▸ **TASK BRIEF**
In the entries below, put each line into a JSON list of strings, one string per line, omitting blank lines. Begin at the line that contains "Expected: a point inside each instance of the dark" and stop after the line that contains "point(151, 252)".

START

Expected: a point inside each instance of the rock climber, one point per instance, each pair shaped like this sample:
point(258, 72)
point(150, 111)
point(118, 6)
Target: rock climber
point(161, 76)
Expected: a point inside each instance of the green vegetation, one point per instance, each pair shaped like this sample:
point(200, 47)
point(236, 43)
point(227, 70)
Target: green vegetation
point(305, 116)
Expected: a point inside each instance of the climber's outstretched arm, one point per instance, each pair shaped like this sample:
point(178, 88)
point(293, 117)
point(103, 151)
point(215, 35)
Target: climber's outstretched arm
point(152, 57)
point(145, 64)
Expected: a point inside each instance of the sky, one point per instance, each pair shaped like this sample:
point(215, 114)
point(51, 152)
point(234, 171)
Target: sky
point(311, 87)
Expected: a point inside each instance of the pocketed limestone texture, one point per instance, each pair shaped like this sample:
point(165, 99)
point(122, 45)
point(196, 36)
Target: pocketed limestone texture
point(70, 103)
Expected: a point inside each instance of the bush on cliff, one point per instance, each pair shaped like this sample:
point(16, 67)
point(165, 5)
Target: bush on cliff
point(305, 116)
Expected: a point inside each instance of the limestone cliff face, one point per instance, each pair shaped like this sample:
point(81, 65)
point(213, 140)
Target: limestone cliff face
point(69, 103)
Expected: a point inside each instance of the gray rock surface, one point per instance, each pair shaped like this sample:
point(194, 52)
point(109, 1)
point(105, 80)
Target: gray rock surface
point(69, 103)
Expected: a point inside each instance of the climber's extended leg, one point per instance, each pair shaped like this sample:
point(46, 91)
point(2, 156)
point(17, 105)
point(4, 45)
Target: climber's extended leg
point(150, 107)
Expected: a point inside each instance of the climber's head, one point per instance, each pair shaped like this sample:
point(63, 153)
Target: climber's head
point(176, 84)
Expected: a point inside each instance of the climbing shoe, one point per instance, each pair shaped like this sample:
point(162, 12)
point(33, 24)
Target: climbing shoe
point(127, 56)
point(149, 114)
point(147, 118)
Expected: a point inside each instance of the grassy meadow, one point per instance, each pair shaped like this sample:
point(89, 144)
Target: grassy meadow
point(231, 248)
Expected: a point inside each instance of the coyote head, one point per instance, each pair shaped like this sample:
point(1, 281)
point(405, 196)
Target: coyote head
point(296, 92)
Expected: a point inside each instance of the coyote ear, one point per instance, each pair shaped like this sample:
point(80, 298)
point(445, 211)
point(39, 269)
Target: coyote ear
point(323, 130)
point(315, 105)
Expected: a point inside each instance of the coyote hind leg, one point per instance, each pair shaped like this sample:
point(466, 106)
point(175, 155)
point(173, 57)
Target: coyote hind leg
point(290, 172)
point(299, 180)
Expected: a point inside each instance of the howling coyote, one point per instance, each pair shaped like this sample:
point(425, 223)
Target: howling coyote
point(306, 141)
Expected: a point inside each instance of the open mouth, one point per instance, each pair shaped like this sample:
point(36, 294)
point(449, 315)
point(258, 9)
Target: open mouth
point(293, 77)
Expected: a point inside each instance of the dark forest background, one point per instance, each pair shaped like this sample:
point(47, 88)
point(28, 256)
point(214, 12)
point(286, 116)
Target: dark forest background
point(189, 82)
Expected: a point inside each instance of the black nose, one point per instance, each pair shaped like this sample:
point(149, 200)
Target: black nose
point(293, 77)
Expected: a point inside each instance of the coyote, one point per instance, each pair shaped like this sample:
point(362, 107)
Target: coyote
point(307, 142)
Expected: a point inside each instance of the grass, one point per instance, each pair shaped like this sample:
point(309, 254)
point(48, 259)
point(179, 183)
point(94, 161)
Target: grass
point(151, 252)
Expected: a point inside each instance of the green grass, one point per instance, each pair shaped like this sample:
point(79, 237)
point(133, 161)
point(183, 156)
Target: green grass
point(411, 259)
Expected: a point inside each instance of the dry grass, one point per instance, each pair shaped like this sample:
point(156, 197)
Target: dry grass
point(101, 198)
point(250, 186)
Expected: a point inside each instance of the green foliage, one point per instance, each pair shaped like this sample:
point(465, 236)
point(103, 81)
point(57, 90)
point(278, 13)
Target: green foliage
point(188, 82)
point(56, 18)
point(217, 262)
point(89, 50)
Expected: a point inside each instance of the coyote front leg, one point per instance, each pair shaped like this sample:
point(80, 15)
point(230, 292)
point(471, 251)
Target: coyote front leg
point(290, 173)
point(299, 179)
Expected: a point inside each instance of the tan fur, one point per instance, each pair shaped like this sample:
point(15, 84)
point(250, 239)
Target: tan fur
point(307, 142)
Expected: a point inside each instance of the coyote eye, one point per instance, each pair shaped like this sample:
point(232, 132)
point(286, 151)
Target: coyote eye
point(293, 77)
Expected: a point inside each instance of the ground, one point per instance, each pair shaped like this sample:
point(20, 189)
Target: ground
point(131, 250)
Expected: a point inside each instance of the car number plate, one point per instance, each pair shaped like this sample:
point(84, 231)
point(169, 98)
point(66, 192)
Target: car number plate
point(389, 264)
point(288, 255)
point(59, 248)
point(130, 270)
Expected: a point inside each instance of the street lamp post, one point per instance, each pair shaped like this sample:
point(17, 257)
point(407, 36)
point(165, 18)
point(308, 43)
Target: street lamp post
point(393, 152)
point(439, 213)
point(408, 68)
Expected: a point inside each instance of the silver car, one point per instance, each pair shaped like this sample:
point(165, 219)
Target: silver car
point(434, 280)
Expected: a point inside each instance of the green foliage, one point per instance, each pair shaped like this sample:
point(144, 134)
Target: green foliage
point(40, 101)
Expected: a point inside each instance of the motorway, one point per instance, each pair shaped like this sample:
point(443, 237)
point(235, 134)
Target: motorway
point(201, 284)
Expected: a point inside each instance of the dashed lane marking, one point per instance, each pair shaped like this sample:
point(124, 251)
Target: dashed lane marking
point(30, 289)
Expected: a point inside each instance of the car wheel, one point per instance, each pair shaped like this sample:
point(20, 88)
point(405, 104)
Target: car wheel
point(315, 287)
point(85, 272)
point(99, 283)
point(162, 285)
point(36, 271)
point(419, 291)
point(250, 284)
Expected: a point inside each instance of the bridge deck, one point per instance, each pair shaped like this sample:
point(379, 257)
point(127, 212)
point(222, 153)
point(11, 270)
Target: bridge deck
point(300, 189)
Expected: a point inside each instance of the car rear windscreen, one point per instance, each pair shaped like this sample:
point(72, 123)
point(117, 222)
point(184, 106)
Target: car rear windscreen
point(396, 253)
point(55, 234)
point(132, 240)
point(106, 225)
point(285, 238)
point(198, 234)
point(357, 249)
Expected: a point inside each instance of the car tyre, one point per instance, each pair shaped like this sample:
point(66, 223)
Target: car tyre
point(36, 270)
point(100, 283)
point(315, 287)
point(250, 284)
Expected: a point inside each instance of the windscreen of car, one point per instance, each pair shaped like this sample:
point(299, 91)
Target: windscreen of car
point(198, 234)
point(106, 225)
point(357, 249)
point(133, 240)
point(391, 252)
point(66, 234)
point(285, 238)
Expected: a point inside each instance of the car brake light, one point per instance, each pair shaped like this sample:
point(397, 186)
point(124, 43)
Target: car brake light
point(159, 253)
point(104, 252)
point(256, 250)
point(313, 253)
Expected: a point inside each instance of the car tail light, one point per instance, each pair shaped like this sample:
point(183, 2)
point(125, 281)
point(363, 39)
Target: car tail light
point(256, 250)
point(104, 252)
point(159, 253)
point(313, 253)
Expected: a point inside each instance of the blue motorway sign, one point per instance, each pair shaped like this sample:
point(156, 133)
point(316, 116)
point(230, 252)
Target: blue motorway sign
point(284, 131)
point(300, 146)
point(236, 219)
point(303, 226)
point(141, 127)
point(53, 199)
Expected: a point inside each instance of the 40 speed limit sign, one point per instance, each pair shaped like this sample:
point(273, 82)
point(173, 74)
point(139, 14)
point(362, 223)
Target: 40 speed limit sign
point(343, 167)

END

▸ **RESULT OF THE EXERCISE**
[
  "Expected: a point inside each instance of the dark forest background, one point per instance, each pair shaped like this sample:",
  "point(47, 88)",
  "point(28, 256)",
  "point(214, 12)",
  "point(286, 116)",
  "Target: dark forest background",
  "point(189, 82)",
  "Expected: a point inside each instance of the black nose, one point per instance, each pair shaped like this sample:",
  "point(149, 200)",
  "Target: black nose",
  "point(293, 77)",
  "Expected: a point inside each instance of the coyote, one point per instance, each pair shaped like this sample:",
  "point(362, 107)",
  "Target: coyote",
  "point(307, 142)",
  "Expected: a point inside each instance of the grass, one point per instance, each pair shaped like this sample:",
  "point(309, 254)",
  "point(48, 259)",
  "point(179, 183)",
  "point(94, 161)",
  "Target: grass",
  "point(151, 252)"
]